=== Artikel ===

Pengamat: Ada Stigma Negatif tentang Pebisnis Arab Saudi
JAKARTA, SATUHARAPAN.COM - Ketua Lembaga Studi Hubungan RI-Timur Tengah, Muhammad Ja'far, mengatakan di kalangan otoritas maupun pengusaha Indonesia ada stigma yang kurang positif tentang pebisnis Arab Saudi. Hal ini terkait dengan beberapa peristiwa, misalnya, belum terealisasinya janji ganti rugi terhadap korban jatuhnya crane di Masjidil Haram, Mekkah, tahun 2016 silam.
Oleh karena itu kunjungan Raja Salman dari Arab Saudi ke Indonesia harus menjadi momentum bagi negara itu untuk memperbaiki citra yang kurang baik tersebut. Apalagi Arab Saudi harus bersaing dengan negara-negara Timur Tengah lainnya merebut peluang di Indonesia.
"Saya secara pribadi berbicara dengan otoritas dan kalangan pebisnis kita. Ada stigma yang kurang positif terhadap pebisnis Arab Saudi,... ada janji-janji investasi, tetapi dalam realisasinya sangat alot, oleh berbagai faktor. Nah saya melihat ini momentum yang tepat bagi Arab Saudi memperbaiki performa manajemen politik dan bisnisnya," kata Muhammad Ja'far dalam sebuah wawancara dengan televisi swasta Senin (27/2).
Menurut dia, bolanya saat ini ada pada Arab Saudi untuk menghapus stigma negatif tersebut. Sebab, Arab Saudi harus berlomba dengan negara-negara lain dalam menggarap pasar Asia Tenggara, termasuk Indonesia.

===

Yang Dibutuhkan: Alihbahasakan kalimat berikut dari artikel tentang pebisnis Arab Saudi ke dalam bahasa Inggris: "Oleh karena itu kunjungan Raja Salman dari Arab Saudi ke Indonesia harus menjadi momentum bagi negara itu untuk memperbaiki citra yang kurang baik tersebut." Gunakan artikel ini sebagai satu-satunya sumber.

=== Data yang Diberikan ===

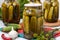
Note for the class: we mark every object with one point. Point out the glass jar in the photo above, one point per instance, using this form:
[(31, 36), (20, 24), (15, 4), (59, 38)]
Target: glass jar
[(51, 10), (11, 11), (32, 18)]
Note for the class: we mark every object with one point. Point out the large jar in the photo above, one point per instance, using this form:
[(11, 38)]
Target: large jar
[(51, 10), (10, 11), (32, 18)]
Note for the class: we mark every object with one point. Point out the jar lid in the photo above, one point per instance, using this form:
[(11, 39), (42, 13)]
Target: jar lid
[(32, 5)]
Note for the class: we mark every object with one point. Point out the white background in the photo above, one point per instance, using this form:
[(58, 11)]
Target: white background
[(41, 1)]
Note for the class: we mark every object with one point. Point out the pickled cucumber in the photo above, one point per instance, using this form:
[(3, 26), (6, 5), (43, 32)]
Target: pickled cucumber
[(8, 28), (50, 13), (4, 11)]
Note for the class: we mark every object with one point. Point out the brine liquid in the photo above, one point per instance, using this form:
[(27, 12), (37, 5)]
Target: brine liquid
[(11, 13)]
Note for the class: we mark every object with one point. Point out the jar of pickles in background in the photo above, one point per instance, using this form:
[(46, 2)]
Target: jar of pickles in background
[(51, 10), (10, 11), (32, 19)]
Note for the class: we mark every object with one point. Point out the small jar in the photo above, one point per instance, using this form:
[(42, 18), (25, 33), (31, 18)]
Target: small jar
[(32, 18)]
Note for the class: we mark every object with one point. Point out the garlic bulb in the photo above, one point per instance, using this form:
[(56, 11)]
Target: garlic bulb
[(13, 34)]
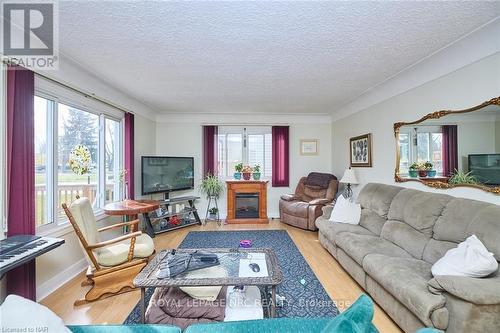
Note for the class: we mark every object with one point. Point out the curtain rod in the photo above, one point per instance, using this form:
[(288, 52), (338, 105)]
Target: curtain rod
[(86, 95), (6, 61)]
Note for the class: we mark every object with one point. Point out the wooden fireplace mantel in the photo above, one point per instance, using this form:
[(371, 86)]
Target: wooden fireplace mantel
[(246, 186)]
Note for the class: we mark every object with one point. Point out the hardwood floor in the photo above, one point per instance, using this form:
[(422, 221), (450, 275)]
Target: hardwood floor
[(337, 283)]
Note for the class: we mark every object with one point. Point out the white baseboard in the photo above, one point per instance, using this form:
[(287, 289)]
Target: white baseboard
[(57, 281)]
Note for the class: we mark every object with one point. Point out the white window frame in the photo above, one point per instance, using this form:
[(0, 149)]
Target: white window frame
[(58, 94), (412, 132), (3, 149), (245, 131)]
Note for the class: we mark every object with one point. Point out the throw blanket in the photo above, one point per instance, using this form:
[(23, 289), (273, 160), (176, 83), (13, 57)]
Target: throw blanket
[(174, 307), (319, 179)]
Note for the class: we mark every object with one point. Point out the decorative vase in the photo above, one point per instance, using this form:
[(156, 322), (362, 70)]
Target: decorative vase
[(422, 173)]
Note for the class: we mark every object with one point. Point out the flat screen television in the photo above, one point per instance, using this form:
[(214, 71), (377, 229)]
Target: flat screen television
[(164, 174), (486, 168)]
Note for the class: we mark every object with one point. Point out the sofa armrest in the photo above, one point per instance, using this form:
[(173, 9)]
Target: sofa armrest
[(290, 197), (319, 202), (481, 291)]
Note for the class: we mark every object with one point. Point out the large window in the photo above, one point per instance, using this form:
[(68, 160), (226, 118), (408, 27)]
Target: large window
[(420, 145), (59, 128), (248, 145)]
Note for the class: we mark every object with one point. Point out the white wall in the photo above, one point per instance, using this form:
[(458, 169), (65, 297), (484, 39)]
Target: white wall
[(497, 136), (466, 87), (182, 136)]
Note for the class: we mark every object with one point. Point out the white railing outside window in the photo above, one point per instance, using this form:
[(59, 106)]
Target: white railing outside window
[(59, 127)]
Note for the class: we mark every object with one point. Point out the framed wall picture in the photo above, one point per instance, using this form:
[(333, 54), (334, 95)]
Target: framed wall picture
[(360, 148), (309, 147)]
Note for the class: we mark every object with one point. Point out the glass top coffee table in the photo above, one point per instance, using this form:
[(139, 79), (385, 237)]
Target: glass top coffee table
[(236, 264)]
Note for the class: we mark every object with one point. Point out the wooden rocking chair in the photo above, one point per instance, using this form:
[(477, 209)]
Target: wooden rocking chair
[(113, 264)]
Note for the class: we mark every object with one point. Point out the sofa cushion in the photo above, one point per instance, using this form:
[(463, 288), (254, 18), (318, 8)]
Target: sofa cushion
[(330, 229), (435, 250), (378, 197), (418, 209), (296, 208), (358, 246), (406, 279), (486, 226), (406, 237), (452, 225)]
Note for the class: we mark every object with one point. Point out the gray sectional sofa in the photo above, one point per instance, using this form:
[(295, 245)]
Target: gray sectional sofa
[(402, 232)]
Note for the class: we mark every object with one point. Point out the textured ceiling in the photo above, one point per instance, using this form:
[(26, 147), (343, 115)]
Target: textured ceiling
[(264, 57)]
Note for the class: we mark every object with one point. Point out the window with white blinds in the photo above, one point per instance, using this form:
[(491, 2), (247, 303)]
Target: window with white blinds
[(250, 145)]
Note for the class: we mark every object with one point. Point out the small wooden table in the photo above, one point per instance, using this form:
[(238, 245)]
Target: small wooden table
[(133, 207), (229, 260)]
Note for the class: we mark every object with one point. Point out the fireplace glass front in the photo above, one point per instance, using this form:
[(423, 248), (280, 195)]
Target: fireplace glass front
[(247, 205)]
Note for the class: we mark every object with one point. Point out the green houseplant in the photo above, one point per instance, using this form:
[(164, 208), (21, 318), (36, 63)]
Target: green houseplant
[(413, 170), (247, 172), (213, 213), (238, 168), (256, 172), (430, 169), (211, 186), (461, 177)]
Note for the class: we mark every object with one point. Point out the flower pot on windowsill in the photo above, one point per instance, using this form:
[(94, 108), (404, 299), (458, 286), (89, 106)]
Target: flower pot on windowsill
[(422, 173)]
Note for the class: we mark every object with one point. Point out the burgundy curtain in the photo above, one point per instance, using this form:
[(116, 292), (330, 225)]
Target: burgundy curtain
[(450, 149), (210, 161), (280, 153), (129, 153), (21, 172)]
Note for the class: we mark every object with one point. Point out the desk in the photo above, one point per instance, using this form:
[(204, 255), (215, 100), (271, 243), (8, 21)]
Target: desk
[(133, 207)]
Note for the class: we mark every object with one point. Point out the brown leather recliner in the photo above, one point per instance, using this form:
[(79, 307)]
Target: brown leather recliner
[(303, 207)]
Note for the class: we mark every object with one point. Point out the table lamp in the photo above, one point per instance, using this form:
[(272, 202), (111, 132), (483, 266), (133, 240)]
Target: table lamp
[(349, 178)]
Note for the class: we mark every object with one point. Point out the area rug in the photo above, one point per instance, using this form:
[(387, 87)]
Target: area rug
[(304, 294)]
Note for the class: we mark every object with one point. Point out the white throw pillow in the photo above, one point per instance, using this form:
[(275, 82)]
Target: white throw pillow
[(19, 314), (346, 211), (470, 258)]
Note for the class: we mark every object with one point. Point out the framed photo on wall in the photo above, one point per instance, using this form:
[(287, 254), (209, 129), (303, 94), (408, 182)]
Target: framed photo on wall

===

Hasil Tugas Ini: Therefore, King Salman of Saudi Arabia's visit to Indonesia must become a moment for that country to improve its less-than-favorable image.